*** MATERIAL FOR THIS TASK ***
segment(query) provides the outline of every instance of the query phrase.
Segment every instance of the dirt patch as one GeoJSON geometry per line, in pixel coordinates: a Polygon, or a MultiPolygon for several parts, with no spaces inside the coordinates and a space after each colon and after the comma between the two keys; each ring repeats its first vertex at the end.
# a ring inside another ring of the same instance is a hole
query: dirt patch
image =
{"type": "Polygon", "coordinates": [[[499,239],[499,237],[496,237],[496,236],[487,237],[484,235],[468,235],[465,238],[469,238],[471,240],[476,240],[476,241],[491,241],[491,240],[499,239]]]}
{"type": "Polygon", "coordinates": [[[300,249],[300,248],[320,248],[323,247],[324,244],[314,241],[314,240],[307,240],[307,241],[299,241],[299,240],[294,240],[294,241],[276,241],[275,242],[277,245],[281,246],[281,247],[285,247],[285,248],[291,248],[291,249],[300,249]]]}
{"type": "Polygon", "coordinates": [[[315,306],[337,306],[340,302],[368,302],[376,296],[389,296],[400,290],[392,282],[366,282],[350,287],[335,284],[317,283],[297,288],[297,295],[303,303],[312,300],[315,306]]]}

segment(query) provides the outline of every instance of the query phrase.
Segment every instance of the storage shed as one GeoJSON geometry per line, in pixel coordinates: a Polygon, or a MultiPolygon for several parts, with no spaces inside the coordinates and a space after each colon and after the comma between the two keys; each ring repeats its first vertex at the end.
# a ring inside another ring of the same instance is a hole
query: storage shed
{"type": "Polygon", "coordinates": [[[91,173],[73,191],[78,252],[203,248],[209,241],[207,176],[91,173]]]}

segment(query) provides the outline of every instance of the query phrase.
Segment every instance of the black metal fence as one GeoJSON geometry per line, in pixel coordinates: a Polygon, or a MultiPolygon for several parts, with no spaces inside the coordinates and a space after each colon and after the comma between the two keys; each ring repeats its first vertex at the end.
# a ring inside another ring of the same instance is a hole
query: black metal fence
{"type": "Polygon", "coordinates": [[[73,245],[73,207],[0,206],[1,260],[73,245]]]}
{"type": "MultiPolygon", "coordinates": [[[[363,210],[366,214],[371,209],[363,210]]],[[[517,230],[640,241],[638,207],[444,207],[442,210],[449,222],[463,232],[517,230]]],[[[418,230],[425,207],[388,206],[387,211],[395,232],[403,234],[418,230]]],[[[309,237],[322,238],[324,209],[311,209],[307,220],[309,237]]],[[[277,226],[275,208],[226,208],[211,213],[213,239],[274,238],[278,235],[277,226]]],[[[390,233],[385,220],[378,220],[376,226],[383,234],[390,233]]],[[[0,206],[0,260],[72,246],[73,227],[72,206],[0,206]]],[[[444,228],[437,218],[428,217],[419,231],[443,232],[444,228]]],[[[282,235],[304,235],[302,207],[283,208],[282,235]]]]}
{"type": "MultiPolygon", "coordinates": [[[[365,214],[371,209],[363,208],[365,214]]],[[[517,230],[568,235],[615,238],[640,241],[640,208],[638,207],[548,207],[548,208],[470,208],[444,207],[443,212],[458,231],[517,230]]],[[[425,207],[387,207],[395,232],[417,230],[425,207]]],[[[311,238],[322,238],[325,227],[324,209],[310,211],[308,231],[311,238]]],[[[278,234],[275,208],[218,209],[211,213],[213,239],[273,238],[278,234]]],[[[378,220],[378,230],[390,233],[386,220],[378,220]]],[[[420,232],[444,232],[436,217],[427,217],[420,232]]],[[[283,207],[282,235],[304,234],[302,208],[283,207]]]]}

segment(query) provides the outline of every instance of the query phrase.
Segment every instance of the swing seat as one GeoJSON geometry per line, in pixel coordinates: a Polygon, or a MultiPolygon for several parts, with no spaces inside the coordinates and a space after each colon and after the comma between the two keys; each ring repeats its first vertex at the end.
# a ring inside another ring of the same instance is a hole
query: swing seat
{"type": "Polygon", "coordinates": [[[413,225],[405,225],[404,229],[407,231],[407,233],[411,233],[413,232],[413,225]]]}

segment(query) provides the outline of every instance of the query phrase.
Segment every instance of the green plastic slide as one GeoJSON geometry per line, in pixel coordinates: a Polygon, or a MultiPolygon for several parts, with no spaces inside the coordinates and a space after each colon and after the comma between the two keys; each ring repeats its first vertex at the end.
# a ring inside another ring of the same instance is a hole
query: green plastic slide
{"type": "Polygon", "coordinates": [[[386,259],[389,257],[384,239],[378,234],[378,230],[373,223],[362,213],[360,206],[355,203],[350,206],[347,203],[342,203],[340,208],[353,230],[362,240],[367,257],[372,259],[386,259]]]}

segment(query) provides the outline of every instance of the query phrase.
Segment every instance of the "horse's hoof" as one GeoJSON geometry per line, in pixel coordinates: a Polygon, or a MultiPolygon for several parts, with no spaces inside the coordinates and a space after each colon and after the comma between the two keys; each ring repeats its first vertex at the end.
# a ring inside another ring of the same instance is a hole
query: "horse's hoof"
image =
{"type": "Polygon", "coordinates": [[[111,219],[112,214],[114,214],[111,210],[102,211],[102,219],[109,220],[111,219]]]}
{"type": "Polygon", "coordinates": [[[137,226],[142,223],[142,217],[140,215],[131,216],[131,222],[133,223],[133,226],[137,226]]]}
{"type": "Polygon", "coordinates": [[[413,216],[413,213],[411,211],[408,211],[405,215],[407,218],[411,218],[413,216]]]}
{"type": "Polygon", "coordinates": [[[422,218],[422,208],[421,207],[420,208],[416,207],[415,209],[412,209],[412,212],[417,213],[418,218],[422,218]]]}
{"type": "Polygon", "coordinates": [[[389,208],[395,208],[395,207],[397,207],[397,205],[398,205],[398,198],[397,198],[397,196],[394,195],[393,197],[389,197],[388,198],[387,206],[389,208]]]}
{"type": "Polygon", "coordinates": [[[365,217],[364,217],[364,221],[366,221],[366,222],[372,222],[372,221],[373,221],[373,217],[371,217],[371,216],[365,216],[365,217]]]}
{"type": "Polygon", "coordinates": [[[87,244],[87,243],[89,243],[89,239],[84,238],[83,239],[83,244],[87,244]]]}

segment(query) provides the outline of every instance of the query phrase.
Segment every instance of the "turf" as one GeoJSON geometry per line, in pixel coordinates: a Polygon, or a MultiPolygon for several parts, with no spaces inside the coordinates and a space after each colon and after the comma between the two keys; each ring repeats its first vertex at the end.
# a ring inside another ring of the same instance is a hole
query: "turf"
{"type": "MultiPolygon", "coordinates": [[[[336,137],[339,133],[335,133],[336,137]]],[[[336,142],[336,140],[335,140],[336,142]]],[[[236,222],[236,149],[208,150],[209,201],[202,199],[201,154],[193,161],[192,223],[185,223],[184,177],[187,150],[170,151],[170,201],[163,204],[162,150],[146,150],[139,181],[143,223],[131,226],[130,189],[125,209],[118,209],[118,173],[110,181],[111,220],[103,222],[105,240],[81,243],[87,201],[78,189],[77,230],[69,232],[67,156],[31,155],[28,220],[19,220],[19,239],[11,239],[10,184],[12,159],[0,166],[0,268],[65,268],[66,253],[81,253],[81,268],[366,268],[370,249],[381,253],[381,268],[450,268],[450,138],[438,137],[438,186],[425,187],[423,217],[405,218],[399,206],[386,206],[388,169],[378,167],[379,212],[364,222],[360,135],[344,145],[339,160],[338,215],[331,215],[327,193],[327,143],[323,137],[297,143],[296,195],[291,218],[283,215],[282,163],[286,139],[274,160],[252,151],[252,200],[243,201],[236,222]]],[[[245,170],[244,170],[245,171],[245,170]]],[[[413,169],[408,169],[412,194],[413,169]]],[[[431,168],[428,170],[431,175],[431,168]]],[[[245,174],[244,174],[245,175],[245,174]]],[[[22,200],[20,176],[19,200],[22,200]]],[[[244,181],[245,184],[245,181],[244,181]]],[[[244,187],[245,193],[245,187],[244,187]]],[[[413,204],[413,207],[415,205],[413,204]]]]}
*** End of MATERIAL FOR THIS TASK ***
[DESCRIPTION OF THE TASK]: All that is wanted is the run of lines from the start of the data through the line containing "Segment every instance of the dirt", copied word for word.

[EXPECTED ANSWER]:
segment(query) provides the outline of every instance of the query phrase.
Segment every instance of the dirt patch as one GeoJSON geometry per line, in pixel coordinates: a Polygon, or a MultiPolygon for several parts, with no spaces inside the coordinates and a space after each colon and after the comma between the two keys; each ring repeats its first vertex at the end.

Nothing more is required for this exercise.